■ **Instructions for the task**: Every line of the records below that has the word "front" should be copied.

----- Study material -----

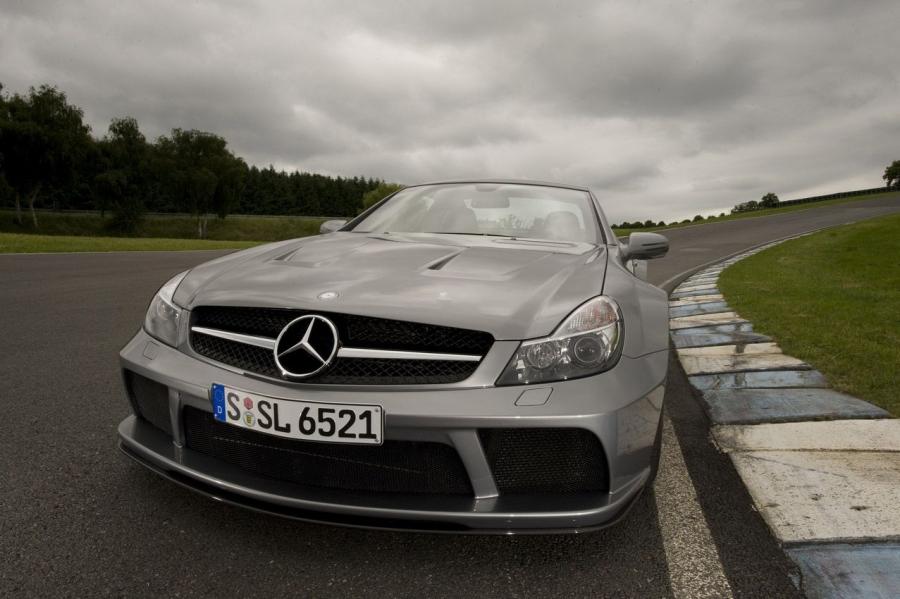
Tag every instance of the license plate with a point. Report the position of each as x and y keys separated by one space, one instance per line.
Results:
x=306 y=420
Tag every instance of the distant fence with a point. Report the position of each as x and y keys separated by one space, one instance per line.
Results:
x=834 y=196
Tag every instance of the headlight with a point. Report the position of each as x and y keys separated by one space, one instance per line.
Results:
x=163 y=316
x=588 y=341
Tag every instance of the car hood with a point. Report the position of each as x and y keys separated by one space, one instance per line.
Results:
x=514 y=289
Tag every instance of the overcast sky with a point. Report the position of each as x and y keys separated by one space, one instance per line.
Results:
x=666 y=109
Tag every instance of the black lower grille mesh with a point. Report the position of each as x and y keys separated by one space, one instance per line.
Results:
x=394 y=467
x=545 y=460
x=151 y=399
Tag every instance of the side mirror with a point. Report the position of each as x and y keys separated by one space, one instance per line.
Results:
x=330 y=226
x=644 y=246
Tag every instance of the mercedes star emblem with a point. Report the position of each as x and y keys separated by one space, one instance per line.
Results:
x=306 y=346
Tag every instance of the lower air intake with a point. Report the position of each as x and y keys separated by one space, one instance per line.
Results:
x=545 y=460
x=394 y=467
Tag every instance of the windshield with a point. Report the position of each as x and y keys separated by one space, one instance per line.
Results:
x=509 y=210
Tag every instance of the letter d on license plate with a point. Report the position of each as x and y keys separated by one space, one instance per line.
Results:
x=305 y=420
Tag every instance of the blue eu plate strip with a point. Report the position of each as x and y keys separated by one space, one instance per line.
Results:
x=219 y=402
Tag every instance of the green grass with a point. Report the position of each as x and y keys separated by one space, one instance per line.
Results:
x=17 y=243
x=767 y=212
x=233 y=228
x=833 y=300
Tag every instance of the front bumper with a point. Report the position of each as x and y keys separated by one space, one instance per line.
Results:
x=622 y=407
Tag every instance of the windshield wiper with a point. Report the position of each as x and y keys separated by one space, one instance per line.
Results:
x=477 y=234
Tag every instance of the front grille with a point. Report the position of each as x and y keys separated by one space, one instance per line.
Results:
x=395 y=467
x=151 y=399
x=545 y=460
x=354 y=331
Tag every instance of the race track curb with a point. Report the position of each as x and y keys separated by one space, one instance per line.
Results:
x=822 y=467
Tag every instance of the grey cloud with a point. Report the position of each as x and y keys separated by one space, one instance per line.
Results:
x=667 y=109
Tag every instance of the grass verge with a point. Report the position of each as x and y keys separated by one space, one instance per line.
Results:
x=17 y=243
x=767 y=212
x=176 y=226
x=833 y=300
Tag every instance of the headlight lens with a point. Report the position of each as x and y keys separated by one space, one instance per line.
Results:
x=163 y=316
x=588 y=341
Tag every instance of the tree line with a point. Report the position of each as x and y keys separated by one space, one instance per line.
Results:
x=50 y=159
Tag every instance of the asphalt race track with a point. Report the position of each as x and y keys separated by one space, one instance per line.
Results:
x=80 y=519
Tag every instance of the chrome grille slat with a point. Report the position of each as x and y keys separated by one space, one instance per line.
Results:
x=373 y=351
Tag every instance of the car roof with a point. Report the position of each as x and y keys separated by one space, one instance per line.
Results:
x=504 y=182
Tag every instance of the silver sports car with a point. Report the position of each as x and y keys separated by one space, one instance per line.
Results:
x=462 y=356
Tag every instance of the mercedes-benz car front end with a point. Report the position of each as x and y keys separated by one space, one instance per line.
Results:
x=464 y=356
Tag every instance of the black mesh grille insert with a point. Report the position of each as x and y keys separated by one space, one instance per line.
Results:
x=395 y=467
x=354 y=331
x=545 y=460
x=151 y=399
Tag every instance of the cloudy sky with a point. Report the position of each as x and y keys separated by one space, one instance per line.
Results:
x=666 y=109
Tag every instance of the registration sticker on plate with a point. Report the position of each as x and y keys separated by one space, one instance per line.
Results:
x=306 y=420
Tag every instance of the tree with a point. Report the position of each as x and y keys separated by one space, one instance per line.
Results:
x=201 y=174
x=383 y=190
x=892 y=175
x=123 y=185
x=43 y=141
x=770 y=200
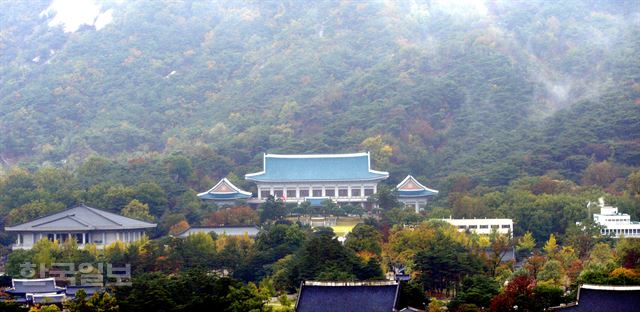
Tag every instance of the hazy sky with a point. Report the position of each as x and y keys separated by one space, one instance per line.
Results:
x=71 y=14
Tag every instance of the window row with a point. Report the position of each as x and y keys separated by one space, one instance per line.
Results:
x=621 y=231
x=484 y=226
x=317 y=192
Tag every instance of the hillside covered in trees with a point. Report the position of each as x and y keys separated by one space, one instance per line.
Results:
x=494 y=90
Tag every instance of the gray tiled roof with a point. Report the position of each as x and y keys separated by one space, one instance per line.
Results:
x=347 y=297
x=81 y=218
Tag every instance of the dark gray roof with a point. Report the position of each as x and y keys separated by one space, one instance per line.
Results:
x=595 y=298
x=347 y=296
x=34 y=286
x=89 y=290
x=81 y=218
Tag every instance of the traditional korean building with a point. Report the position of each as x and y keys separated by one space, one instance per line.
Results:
x=483 y=226
x=413 y=194
x=596 y=298
x=224 y=192
x=36 y=291
x=344 y=178
x=84 y=224
x=369 y=296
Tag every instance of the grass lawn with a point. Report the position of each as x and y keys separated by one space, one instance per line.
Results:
x=345 y=225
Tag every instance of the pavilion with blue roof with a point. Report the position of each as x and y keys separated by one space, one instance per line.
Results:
x=343 y=178
x=412 y=193
x=224 y=192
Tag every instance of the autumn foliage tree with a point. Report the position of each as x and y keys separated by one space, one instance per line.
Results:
x=238 y=215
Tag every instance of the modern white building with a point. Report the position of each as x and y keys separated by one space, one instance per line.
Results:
x=251 y=231
x=83 y=224
x=483 y=226
x=343 y=178
x=615 y=223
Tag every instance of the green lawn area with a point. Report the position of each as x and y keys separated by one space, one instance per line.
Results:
x=345 y=225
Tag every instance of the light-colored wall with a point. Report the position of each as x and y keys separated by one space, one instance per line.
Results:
x=100 y=238
x=335 y=186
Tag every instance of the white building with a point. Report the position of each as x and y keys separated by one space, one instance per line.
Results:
x=343 y=178
x=483 y=226
x=615 y=223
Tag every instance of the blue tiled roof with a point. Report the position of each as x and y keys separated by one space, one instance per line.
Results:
x=334 y=167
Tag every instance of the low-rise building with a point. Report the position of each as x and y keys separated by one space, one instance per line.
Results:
x=370 y=296
x=594 y=298
x=251 y=231
x=225 y=193
x=483 y=226
x=615 y=223
x=413 y=194
x=83 y=224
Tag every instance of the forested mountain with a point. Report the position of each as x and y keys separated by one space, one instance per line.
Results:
x=494 y=90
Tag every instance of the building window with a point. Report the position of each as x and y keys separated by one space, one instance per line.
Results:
x=291 y=193
x=79 y=238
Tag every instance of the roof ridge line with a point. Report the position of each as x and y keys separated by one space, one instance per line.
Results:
x=359 y=154
x=93 y=210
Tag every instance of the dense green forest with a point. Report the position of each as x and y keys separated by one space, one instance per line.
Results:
x=511 y=109
x=494 y=91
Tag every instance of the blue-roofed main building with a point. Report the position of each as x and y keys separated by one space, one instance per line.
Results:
x=340 y=177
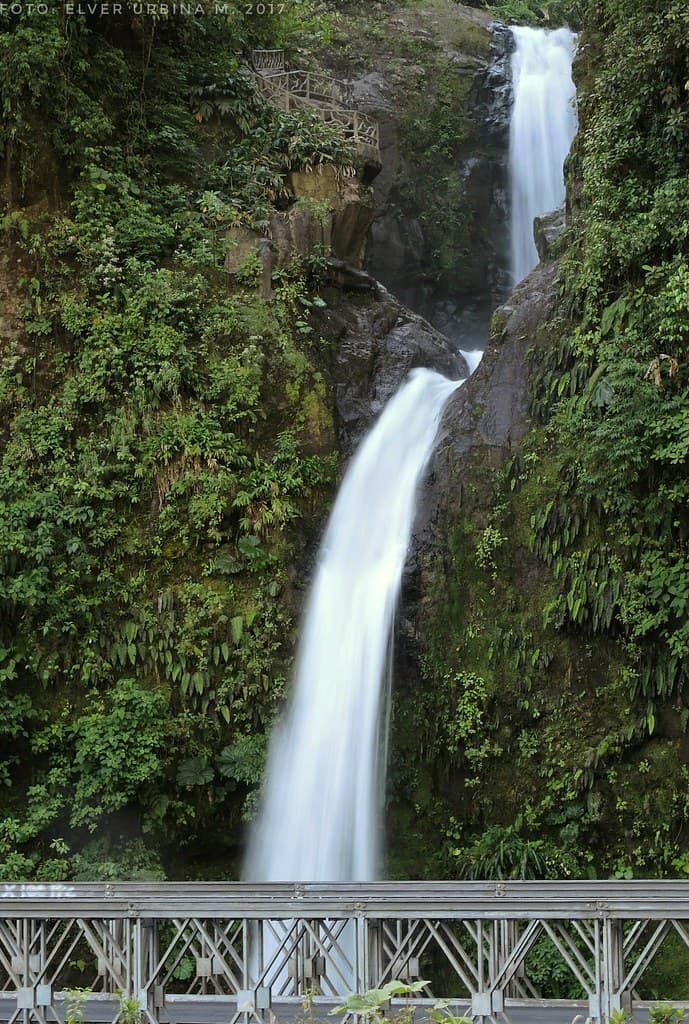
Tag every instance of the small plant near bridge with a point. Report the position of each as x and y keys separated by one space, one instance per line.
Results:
x=75 y=1005
x=663 y=1013
x=373 y=1005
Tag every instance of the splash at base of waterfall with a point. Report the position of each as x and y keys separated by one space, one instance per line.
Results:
x=320 y=815
x=542 y=128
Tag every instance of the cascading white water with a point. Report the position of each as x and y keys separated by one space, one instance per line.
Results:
x=319 y=817
x=542 y=128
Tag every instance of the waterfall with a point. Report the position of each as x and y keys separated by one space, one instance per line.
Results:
x=542 y=128
x=320 y=813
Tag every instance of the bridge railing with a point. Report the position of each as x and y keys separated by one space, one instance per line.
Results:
x=260 y=950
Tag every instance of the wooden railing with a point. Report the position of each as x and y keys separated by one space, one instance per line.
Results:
x=331 y=98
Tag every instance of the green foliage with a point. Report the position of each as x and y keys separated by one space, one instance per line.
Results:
x=166 y=452
x=372 y=1003
x=664 y=1014
x=75 y=1005
x=129 y=1011
x=551 y=13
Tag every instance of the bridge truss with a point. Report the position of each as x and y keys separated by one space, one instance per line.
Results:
x=258 y=951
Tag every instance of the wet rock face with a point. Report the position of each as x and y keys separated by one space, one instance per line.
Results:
x=483 y=424
x=378 y=342
x=456 y=291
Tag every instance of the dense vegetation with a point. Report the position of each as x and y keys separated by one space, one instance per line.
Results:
x=554 y=721
x=168 y=448
x=166 y=445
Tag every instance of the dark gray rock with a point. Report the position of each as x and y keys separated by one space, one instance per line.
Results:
x=378 y=341
x=548 y=231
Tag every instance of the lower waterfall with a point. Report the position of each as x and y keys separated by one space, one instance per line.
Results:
x=542 y=129
x=319 y=819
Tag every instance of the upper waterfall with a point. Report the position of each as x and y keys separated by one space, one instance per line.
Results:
x=542 y=128
x=319 y=817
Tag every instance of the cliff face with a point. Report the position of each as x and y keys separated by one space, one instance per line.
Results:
x=541 y=710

-----

■ **Solution**:
Tag every instance of the front bumper with a point. Report the position of each as x and y keys separated by one space, one instance per line.
Tag every instance of the front grille with a point. Report the position of each as x and y keys separated by one space, one instance per line.
Tag every instance of the mercedes-benz car front end with a point. Report the position of each as x and y keys separated by one space, one instance per line.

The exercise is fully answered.